**Short task 1**. Transcribe the passage of the bankruptcy myths article that starts with "Top 5 Myths" and goes on through "ruin my credit.".

**Article**.
◇ ◇ ◇ ◇ ◇ ◇ ◇
Top 5 Myths about Filing for Bankruptcy
Sadly, there is more misinformation available to consumers on why not to file for bankruptcy that the benefits of this powerful debt resolution tool. Read more about the 5 Top Myths about filing for bankruptcy protection in Michigan.
Myth #1 Filing for bankruptcy will ruin my credit.
This is probably the biggest myth and misperception about the various bankruptcy options. Receiving debt relief through either Chapter 7 debt elimination or through filing Chapter 13 debt consolidation will help positively influence 65% of your credit score component (recent payment history and debt-to-income ratio). The majority of our clients see an increase in their credit score within the first year of their discharge because they have fixed the issues that were dragging down their credit score – mainly late or missed payments and overwhelming debt relative to ability to pay.
Myth #2 I am married so my spouse will be forced to file bankruptcy too.
◇ ◇ ◇ ◇ ◇ ◇ ◇
**Given entries**.
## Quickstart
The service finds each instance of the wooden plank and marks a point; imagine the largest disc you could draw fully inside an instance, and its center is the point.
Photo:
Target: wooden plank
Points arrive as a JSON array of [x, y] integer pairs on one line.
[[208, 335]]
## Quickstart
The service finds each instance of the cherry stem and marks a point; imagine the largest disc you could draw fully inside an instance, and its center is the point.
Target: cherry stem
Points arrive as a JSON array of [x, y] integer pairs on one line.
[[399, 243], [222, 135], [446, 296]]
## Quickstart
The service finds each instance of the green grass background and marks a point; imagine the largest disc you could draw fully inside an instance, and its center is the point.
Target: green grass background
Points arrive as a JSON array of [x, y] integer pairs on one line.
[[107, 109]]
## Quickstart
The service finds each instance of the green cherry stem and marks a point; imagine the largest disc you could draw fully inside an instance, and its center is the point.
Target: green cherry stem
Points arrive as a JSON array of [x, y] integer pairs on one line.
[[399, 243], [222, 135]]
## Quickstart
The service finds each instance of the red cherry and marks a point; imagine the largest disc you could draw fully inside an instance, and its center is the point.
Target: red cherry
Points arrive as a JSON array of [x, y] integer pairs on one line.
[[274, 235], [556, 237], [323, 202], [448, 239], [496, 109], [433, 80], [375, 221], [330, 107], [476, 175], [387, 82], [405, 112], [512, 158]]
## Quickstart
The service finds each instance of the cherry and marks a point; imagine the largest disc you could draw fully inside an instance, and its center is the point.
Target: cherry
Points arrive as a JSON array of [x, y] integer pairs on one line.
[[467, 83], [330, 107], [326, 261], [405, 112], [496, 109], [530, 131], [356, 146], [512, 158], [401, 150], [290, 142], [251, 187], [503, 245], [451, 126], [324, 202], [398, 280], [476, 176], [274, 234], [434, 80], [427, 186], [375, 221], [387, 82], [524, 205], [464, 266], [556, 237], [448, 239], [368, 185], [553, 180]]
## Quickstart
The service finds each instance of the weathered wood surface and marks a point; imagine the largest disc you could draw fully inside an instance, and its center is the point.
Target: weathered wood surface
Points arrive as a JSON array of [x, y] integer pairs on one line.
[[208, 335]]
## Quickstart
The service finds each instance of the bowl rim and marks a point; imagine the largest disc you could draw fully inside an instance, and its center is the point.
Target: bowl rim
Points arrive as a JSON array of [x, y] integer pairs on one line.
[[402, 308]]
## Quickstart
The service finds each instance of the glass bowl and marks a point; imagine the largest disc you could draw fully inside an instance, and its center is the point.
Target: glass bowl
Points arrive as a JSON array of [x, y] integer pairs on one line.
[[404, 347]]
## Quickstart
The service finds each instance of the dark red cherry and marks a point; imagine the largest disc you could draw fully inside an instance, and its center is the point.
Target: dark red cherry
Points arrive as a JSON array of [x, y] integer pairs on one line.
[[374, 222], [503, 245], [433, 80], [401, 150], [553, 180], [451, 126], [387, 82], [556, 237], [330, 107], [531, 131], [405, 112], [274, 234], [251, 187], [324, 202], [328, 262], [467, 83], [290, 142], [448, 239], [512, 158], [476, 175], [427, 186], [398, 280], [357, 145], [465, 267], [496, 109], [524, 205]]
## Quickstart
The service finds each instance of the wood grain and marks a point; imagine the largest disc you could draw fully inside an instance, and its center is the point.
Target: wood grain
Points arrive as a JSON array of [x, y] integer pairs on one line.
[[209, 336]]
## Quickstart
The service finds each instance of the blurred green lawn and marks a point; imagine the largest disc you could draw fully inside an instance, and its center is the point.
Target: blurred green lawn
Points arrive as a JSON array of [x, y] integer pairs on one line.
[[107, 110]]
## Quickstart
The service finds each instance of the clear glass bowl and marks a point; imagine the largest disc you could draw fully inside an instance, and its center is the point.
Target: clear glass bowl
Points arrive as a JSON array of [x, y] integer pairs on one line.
◇ ◇ ◇ ◇ ◇ ◇ ◇
**Short task 2**. Restate word for word the records from their first line through the line containing "[[107, 109]]", both lines included.

**Final answer 1**.
Top 5 Myths about Filing for Bankruptcy
Sadly, there is more misinformation available to consumers on why not to file for bankruptcy that the benefits of this powerful debt resolution tool. Read more about the 5 Top Myths about filing for bankruptcy protection in Michigan.
Myth #1 Filing for bankruptcy will ruin my credit.

**Final answer 2**.
## Quickstart
The service finds each instance of the wooden plank and marks a point; imagine the largest disc you could draw fully inside an instance, and its center is the point.
Photo:
Target: wooden plank
Points arrive as a JSON array of [x, y] integer pairs on one line.
[[208, 335]]
## Quickstart
The service finds each instance of the cherry stem and marks a point; imagine the largest disc you could draw fully inside an instance, and its center is the point.
Target: cherry stem
Points arrive as a JSON array of [x, y] integer pairs on one line.
[[399, 243], [222, 135], [446, 296]]
## Quickstart
The service finds each instance of the green grass background and marks a point; imagine the largest disc you could draw fully inside an instance, and its center is the point.
Target: green grass background
Points arrive as a JSON array of [x, y] integer pairs on one line.
[[107, 109]]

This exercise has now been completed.